▸ Task to carry out
Render the rows below as a two-column CSV with the header text,answer and one line per row. Put each row's text and its answer in their own double-quoted fields, with every line break replaced by a space.

-- start of Dataset entries --

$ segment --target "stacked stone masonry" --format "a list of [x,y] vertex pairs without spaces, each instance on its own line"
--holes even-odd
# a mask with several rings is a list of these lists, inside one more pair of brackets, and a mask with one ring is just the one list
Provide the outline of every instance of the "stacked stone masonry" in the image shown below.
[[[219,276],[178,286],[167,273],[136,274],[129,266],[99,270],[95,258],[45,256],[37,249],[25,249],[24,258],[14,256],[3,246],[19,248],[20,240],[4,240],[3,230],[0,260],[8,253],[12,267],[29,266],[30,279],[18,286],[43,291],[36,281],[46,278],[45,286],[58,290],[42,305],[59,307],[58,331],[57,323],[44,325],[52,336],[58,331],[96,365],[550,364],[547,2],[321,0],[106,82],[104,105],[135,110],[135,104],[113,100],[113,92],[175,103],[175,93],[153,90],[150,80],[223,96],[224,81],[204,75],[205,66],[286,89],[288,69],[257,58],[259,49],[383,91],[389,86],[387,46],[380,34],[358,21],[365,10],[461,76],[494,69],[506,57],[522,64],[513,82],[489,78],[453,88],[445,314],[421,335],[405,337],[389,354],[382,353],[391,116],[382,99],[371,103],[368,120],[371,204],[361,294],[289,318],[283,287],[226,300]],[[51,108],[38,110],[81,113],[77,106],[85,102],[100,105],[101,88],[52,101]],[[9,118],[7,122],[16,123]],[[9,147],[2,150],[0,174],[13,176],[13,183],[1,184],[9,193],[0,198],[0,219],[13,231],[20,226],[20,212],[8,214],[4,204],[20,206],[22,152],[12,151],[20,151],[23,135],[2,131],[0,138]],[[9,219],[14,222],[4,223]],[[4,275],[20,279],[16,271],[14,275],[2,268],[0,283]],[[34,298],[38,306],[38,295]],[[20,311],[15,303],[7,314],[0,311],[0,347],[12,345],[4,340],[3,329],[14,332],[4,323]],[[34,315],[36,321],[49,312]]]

-- end of Dataset entries --

▸ Written response
text,answer
"$ segment --target ""stacked stone masonry"" --format ""a list of [x,y] vertex pairs without spaces, each instance on its own line"" --holes even-odd # a mask with several rings is a list of these lists, inside one more pair of brackets, and a mask with one ring is just the one list Provide the outline of every instance of the ""stacked stone masonry"" in the image shown below.","[[[219,276],[178,286],[167,273],[136,274],[129,266],[99,270],[95,258],[45,256],[37,249],[25,249],[24,258],[14,256],[3,246],[19,248],[20,240],[4,240],[3,230],[0,260],[8,253],[12,267],[29,266],[30,279],[18,286],[43,291],[36,281],[46,278],[45,286],[58,290],[42,305],[59,307],[58,331],[57,323],[44,325],[52,336],[58,331],[96,365],[550,364],[547,2],[321,0],[106,82],[104,105],[135,110],[135,104],[113,100],[113,92],[175,103],[175,93],[153,90],[150,80],[223,96],[224,81],[204,75],[205,66],[286,89],[288,69],[257,58],[259,49],[383,91],[389,86],[387,46],[380,34],[358,21],[365,10],[461,76],[494,69],[506,57],[522,64],[513,82],[489,78],[453,88],[445,314],[421,335],[405,337],[389,354],[382,353],[391,116],[382,99],[371,103],[368,120],[371,204],[361,294],[289,318],[283,287],[226,300]],[[51,108],[38,110],[81,113],[77,106],[85,102],[100,105],[101,88],[52,101]],[[9,118],[7,122],[16,123]],[[9,147],[2,150],[0,174],[13,176],[13,183],[1,184],[9,193],[0,198],[0,219],[13,231],[20,226],[20,212],[8,214],[4,204],[20,206],[22,152],[12,151],[20,151],[23,135],[2,131],[0,138]],[[9,219],[14,222],[4,223]],[[4,275],[20,279],[16,271],[14,275],[2,268],[0,283]],[[34,298],[38,306],[38,295]],[[20,311],[15,303],[7,314],[0,311],[0,347],[12,345],[4,340],[3,329],[14,332],[4,323]],[[34,315],[36,321],[49,312]]]"